Angélica Silva, que había hecho el azaroso viaje a lo largo de semanas desde Nicaragua, formaba parte de la cadena, y uno de los hombres que cruzaba con ella le había hecho el favor de cargar a su niña de cuatro años, Angélica Mariel. Casi al alcanzar la orilla del otro lado, la madre fue arrebatada por la corriente, pero logró alcanzar la otra orilla. El hombre fue arrastrado también, y no pudo retener a la niña.
Es lo que ella cuenta a la emisora La Rancherita del Aire, desde Eagle Pass, en Texas. Escuchó a la niña gritar pidiendo auxilio, pero que por alguna razón creyó que la habían rescatado del lado mexicano.
Al fin la encontró, aguas abajo, la Patrulla Fronteriza de Estados Unidos. Fue identificada por la vestimenta que llevaba, una licra de color negro y una blusa de botones rosados y medias del mismo color.
A la madre le fue concedido asilo político. Su intención era llegar a Miami, donde tiene familiares. Ahora debió seguir el viaje sola.

------------------------------------

Consigna: Transcribe sin cambios el fragmento del texto proporcionado que va de "Angélica Silva, que" a "del lado mexicano.", ambos incluidos. El listado no tiene relación con el texto proporcionado.

------------------------------------

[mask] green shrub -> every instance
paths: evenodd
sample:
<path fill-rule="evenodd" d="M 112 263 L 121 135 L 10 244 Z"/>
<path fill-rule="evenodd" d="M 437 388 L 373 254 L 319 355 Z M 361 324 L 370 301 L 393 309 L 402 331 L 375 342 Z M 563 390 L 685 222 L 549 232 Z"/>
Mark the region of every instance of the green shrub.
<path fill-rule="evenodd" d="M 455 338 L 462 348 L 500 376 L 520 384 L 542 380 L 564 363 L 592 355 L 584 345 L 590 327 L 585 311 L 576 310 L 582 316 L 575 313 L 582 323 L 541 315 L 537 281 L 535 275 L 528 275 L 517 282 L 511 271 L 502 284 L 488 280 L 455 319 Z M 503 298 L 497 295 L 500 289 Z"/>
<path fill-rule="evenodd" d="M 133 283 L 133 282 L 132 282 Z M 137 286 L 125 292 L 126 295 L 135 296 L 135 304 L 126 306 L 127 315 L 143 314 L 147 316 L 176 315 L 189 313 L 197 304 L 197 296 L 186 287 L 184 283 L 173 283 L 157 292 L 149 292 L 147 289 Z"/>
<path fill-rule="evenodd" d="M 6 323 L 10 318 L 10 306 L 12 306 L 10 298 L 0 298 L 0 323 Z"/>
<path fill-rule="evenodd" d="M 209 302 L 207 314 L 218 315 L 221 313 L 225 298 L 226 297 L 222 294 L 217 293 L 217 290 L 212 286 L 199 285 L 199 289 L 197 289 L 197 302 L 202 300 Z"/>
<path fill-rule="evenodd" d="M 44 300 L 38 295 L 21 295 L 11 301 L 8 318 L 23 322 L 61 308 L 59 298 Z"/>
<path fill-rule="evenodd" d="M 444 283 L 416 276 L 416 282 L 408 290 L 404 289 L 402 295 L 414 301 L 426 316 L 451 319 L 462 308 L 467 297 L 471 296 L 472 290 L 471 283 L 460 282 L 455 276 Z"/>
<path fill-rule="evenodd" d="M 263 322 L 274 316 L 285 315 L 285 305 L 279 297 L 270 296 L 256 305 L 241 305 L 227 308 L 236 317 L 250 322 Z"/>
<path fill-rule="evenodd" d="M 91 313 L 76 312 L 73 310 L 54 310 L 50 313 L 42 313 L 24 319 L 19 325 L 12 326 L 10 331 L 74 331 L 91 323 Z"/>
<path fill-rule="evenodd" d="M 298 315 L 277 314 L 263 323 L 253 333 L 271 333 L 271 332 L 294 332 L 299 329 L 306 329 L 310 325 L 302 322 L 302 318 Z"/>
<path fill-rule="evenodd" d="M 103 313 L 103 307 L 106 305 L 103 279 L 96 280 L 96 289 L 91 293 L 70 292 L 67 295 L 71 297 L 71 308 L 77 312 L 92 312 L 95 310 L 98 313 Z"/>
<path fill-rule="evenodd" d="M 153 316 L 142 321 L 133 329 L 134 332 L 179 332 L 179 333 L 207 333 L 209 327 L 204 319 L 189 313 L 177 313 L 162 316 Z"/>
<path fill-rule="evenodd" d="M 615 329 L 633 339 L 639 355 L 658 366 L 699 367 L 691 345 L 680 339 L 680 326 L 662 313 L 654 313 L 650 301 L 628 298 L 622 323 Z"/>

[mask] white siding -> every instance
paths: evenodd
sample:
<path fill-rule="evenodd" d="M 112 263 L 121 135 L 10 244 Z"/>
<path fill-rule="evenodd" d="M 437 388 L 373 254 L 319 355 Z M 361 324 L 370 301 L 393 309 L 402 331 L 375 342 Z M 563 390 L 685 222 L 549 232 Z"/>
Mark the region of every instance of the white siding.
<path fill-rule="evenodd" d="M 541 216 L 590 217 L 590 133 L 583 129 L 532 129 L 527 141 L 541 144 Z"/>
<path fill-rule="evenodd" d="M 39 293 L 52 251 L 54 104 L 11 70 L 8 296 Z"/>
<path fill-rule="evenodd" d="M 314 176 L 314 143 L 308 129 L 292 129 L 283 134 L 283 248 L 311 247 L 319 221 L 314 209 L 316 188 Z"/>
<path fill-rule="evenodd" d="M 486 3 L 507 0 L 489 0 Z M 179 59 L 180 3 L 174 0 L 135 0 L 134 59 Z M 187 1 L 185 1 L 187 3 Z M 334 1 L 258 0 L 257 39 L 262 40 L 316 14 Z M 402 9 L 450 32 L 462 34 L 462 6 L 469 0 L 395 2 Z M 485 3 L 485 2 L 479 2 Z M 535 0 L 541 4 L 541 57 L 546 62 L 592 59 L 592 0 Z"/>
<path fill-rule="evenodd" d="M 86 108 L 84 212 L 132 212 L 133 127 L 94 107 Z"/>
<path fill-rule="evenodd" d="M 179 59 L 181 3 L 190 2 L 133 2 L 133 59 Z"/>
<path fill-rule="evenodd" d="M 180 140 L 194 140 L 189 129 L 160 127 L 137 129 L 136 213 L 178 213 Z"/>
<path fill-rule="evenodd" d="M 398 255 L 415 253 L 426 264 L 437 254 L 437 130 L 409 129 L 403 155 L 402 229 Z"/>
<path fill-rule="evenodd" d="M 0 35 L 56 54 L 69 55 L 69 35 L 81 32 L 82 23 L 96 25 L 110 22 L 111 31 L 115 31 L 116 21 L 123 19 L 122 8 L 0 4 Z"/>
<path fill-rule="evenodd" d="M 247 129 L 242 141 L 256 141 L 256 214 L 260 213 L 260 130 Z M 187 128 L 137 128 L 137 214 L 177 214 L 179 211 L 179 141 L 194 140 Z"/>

------------------------------------

Respuesta:
Angélica Silva, que había hecho el azaroso viaje a lo largo de semanas desde Nicaragua, formaba parte de la cadena, y uno de los hombres que cruzaba con ella le había hecho el favor de cargar a su niña de cuatro años, Angélica Mariel. Casi al alcanzar la orilla del otro lado, la madre fue arrebatada por la corriente, pero logró alcanzar la otra orilla. El hombre fue arrastrado también, y no pudo retener a la niña.
Es lo que ella cuenta a la emisora La Rancherita del Aire, desde Eagle Pass, en Texas. Escuchó a la niña gritar pidiendo auxilio, pero que por alguna razón creyó que la habían rescatado del lado mexicano.